__Request 1__. Pull out each line of the records below that contains the string "Please".

__Text section__.

Surprise! The Next Design Revolution Is Brought To You By Microsoft

by Babar Suleman

Last updated on March 5th, 2018

Remember how the Mac fan boys used to turn their nose up and anything and everything Microsoft? Well, they are under a lot of heat right now.

Just as Apple finally became bigger than Microsoft, Microsoft has turned the tables and come back swinging.

The web has been abuzz since the new ‘Metro UI’ has been revealed as part of:

  • the Windows 8 Phone,
  • the Xbox 360 dashboard,
  • the redesigned Microsoft website
  • and the upcoming public release of Windows 8 this fall

The Metro UI has a sleek and streamlined organization, gorgeous aesthetic and ultra modern approach to digital interfaces.

It’s been a long time coming but Microsoft has finally understood the power of design in the modern age and responded with its best look yet.

For web designers, the good news is that the Metro UI looks as good on websites as it does in applications, something Microsoft intended from the get go as evidenced with its new website. Here are the 5 things we love about the Metro UI, complete with examples of websites that are using it.

1. Goodbye Skeuomorphism!

Skeuomorphism might be an unknown word to you but if you’ve ever used a graphical user interface, you have probably come face to face with it.

__Input records__.
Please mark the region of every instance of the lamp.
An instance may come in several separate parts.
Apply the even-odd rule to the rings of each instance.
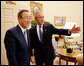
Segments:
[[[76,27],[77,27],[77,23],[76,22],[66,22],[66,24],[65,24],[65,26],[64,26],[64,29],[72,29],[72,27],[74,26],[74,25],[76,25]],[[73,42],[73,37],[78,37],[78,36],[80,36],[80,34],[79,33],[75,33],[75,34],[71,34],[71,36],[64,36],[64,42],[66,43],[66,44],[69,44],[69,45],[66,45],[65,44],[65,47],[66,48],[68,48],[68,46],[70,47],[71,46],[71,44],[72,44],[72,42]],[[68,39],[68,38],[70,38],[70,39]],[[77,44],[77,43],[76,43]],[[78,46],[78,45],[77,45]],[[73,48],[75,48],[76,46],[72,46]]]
...
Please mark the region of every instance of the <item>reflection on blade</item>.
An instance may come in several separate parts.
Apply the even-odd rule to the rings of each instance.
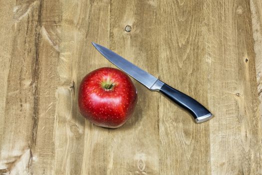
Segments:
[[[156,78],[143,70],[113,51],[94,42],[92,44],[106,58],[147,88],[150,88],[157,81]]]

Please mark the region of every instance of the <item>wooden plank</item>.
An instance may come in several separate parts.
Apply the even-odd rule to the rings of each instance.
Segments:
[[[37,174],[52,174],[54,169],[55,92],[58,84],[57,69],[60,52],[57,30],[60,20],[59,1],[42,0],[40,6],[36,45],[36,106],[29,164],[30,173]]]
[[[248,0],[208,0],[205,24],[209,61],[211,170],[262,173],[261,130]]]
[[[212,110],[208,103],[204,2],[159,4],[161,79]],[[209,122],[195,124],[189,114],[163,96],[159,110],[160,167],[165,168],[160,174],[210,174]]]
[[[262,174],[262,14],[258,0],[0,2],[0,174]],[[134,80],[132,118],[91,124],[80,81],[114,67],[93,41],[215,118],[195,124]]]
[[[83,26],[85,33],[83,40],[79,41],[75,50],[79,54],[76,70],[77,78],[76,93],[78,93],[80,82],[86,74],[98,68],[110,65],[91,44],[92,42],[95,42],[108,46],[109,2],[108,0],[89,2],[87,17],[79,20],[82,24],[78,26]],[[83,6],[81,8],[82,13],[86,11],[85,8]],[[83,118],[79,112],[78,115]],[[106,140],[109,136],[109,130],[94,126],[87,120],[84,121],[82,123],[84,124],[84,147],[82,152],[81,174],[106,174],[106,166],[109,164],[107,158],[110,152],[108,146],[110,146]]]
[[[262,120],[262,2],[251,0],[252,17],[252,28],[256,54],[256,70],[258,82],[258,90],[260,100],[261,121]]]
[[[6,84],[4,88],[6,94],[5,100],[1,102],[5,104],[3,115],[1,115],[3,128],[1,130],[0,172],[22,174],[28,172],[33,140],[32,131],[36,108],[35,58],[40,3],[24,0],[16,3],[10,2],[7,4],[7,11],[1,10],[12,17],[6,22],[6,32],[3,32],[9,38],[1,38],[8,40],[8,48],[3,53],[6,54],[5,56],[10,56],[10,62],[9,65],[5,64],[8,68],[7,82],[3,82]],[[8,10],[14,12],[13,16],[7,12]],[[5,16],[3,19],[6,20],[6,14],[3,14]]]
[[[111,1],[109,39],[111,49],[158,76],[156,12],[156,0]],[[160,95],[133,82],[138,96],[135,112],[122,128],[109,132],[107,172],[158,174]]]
...
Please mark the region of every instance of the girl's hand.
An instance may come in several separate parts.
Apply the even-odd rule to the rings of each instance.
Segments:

__Request 2__. Write the next part of the article on Microsoft's Metro UI, starting right after its last sentence.

__Response 1__.
Please mark the region of every instance of the lamp.
Please mark the region of every instance of the <item>reflection on blade</item>.
Please mark the region of every instance of the <item>wooden plank</item>.
Please mark the region of every instance of the girl's hand.

__Response 2__.
Skeumorphism is the common design practice of making digital entities look like their real life counterparts.  For example, a digital notebook uses a real looking leather texture as its background, the recycle bin on your Desktop looks like the trash can in your office and most of your applications have instances of stitches and knobs that serve no other purpose except for invoking the look of the ‘real’ object.

Here’s a slightly more eloquent definition of skeumorphism from Wikipedia:

“an element of design or structure that serves little or no purpose in the artifact fashioned from the new material but was essential to the object made from the original material” – Wikipedia

Apple played a huge role in the skeuomorphism design movement and it’s a vital part of its design leadership. From iCal to iBooks, the Mac world is replete with cutting edge functionality hidden behind quaint appearances.

While Apple (and many other companies and designers) have often used Skeuomorphism to charming effect, its ripple effect across applications and the web has resulted in tons of cheesy and clunky creations. Frankly, designers often go out of control with Skeuomorphism, designing interfaces and elements that can be unnecessarily decorative or downright kitschy.

It’s therefore no wonder that the complete rejection of skeuomorphism is the most hotly discussed design strategy in the Metro UI.

The advent of Metro has all the potential of making skueomorphism a thing of the past. The reason behind the vehement support for stripping away the ‘real life’ appearances is simple: The new generation is growing up in the digital world.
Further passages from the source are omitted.